[TAREFA PROPOSTA A]
No trecho abaixo sobre a figueira sem frutos, de que as tragédias são lembretes?
[TAREFA PROPOSTA B]
No trecho abaixo sobre a figueira sem frutos, com que esperança se pede que se espere um pouco mais antes do corte?
[TAREFA PROPOSTA C]
Dê continuidade ao trecho abaixo sobre a figueira sem frutos a partir da última frase.

Figueiras existem para dar frutos - o homem vinha procurar frutos - essa era sua expectativa natural. Todos nós fomos criados para reconhecer a Deus e dar frutos. Esse é o nosso propósito original.

Figueiras sem frutos “ocupam inutilmente a terra”. O corte é iminente, e justificado a qualquer momento.

O escape: É feito um apelo para que se espere um pouco mais, na esperança de que, bem cuidada e adubada, a figueira venha a dar fruto e escape do corte.• Lições para o vizinho? Jesus não apresenta a figueira como um paralelo para comparação com outras pessoas – cujas existências foram ceifadas como vítimas de violência ou fatalidades. Ele quer que nos concentremos em nós mesmos, em nossas próprias vidas, pecados e na necessidade de arrependimento.

Tempo emprestado: O que ele está ensinando e ilustrando, aqui, é que nós, você e eu, como os habitantes do Haiti, vivemos em tempo emprestado; vivemos pela misericórdia de Deus; vivemos com o propósito de frutificar, de agradar o nosso proprietário e criador.

          Creio que a conclusão desse ensino, é que, conscientes da soberania de Deus e de que ele sabe o que deve ser feito, não devemos insistir em procurar grandes explicações para as tragédias e fatalidades. Jesus nos ensina que teremos aflições neste mundo (João 1.33) - essa é a norma de uma criação que geme na expectativa da redenção. 1 Pe 4.19 fala dos que sofrem segundo a vontade de Deus. Lemos que não devemos ousar penetrar nos propósitos insondáveis de Deus; não devemos “estranhar” até o “fogo ardente” (1 Pe 4.12).

          Assim, as tragédias, desde as locais pessoais até as gigantescas, de características nacionais e internacionais, são lembretes da nossa fragilidade; de que a nossa vida é como vapor; de que devemos nos arrepender dos nossos pecados; de que devemos viver para dar frutos.

          Também, não cometamos o erro de diminuir a pessoa de Deus, indicando que ele está ausente, isolado, impotente. Como tantas vezes já dissemos, “Deus continua no controle”. Lembremos-nos de Tiago 4.12: “um só é legislador e juiz - aquele que pode salvar e fazer perecer”. Não sigamos, portanto, nossas “intuições”, no nosso exame dos acontecimentos, mas a Palavra de Deus. Como nos instrui 1 Pe 4.11: “ se alguém falar, fale segundo os oráculos de Deus”.

[MATERIAL FORNECIDO]
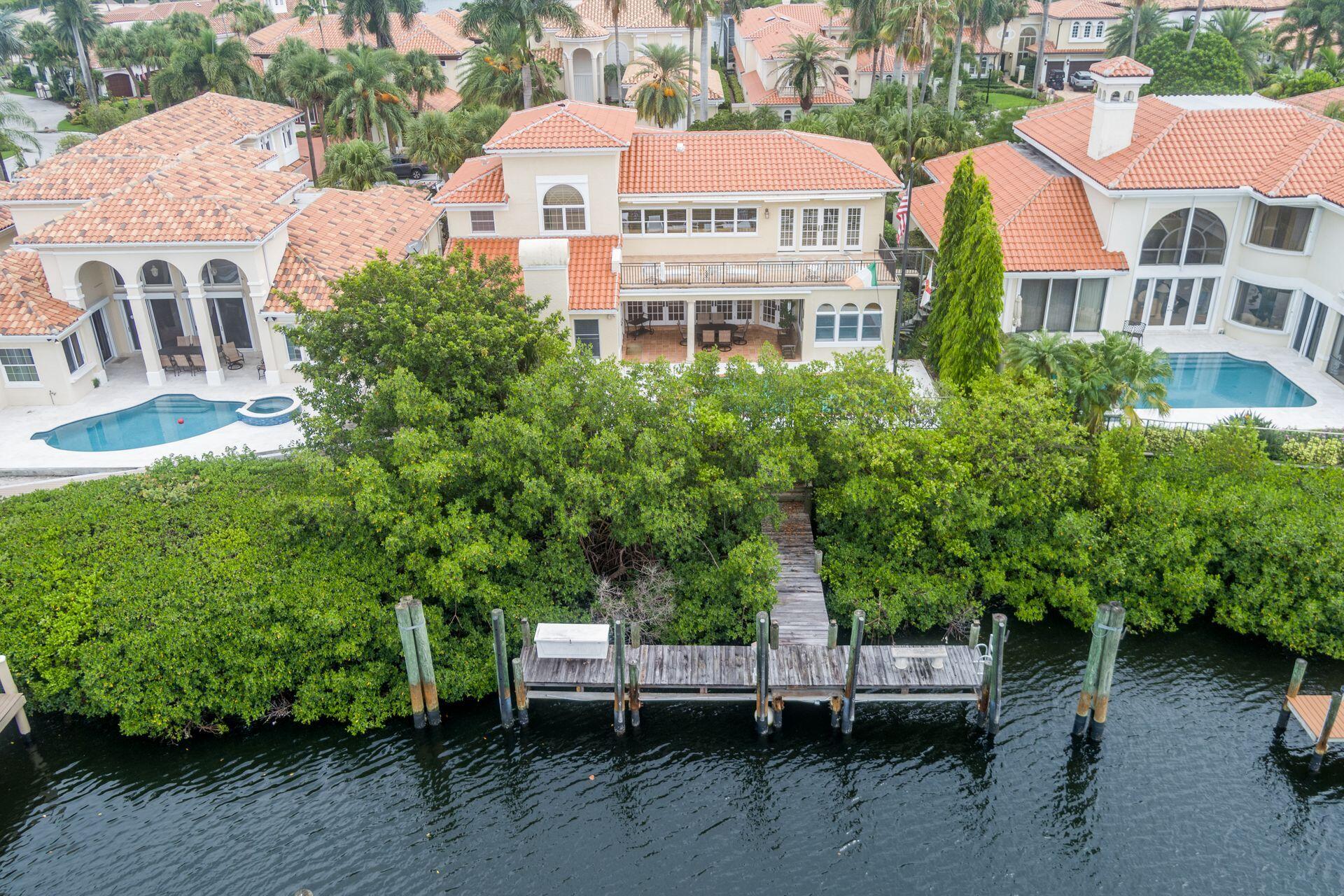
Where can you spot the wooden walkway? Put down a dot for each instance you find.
(800, 608)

[RESULTADO FINAL A]
- Da nossa fragilidade
- De que a nossa vida é como vapor
- De que devemos nos arrepender dos nossos pecados
- De que devemos viver para dar frutos

[RESULTADO FINAL B]
Na esperança de que, bem cuidada e adubada, a figueira venha a dar fruto e escape do corte.

[RESULTADO FINAL C]
          Em paralelo, não podemos cometer o erro de ser insensíveis às tragédias - Pv 17.5 diz: “o que se alegra na calamidade, não ficará impune”; mesmo perplexos, sabendo que não somos juízes nem videntes. Devemos nos solidarizar com as vítimas, na medida do possível. Um dos nossos comentaristas, em outro post, falou em começarmos uma campanha para auxílio às vítimas do Haiti. Não temos estrutura para fazer isso, como Blog e como blogueiros. No entanto existem aqueles que, chamados para tal, estão estruturados. De nossa parte, estamos procurando motivar os funcionários e alunos da instituição na qual trabalhamos (um total de 47 mil pessoas) a auxiliar de duas maneiras:


1. Para auxiliar os atingidos pela inundação de São Luís do Paraitinga, a mais próxima a nós, trazendo à capelania universitária (Prédio 50, do Mackenzie) doações de não-perecíveis, roupas e produtos de higiene.

2. Para auxiliar as vítimas do terremoto no Haiti: Ajuda através da organização de raízes cristãs, Visão Mundial (CNPJ: 18.732.628/0001-47), por depósito nas contas - Bradesco (Ag.: 3206-9 / CC: 461666-9), ou Banco do Brasil (Ag.: 0007-8 / CC: 16423-2).

“Se alguém tiver recursos materiais e, vendo seu irmão em necessidade, não se compadecer dele, como pode permanecer nele o amor de Deus? Filhinhos, não amemos de palavra nem de boca, mas em ação e em verdade” ( 1 João 3.17-18).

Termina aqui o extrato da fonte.